- [DESCRIPTION OF THE TASK]:
Where a line of the material includes the string "foliage", copy that line.

- [DATA PROVIDED]:
•••••

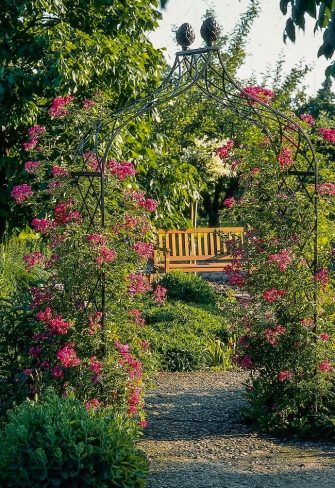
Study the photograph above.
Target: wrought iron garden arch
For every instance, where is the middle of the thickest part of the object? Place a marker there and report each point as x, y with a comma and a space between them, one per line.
202, 68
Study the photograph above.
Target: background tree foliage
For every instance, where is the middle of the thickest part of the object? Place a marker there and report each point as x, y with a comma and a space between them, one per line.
61, 47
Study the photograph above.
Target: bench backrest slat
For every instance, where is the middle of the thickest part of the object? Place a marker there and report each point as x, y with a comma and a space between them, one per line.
184, 248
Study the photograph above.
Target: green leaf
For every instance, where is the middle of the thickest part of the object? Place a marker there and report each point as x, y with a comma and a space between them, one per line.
290, 29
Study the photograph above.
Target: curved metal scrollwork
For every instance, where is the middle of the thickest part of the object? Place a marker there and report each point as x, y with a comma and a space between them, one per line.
205, 70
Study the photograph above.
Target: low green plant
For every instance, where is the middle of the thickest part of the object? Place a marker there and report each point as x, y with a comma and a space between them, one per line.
57, 442
179, 333
13, 274
189, 288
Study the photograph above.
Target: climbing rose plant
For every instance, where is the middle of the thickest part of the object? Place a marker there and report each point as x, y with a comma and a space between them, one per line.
287, 339
73, 347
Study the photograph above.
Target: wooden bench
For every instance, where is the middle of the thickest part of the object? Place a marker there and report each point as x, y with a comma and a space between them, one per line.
199, 250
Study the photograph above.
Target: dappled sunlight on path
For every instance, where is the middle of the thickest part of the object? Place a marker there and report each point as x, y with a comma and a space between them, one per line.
196, 439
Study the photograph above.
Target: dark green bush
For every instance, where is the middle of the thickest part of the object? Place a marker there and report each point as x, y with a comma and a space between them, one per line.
179, 334
188, 287
57, 442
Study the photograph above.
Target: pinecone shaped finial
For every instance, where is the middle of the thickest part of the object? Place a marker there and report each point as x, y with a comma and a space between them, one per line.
210, 31
185, 35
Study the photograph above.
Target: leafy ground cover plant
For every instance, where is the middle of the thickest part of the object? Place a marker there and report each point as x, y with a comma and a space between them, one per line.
57, 442
182, 331
189, 288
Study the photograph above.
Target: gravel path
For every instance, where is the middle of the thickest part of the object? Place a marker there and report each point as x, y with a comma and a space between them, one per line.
196, 439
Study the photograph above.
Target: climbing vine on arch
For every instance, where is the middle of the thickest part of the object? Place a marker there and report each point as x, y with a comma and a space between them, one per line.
287, 310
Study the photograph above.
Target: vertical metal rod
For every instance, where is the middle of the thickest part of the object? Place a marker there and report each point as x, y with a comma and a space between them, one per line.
102, 204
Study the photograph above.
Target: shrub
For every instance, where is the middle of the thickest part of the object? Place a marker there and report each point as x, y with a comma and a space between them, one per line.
179, 333
188, 288
57, 442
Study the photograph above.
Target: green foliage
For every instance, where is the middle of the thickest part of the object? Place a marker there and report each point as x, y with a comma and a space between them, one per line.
13, 274
179, 333
188, 287
50, 48
57, 442
190, 129
291, 359
219, 355
324, 14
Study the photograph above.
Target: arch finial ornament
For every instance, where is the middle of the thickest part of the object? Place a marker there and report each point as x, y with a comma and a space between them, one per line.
205, 70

•••••

- [OUTPUT OF THE TASK]:
Target: background tree foliage
Target: green foliage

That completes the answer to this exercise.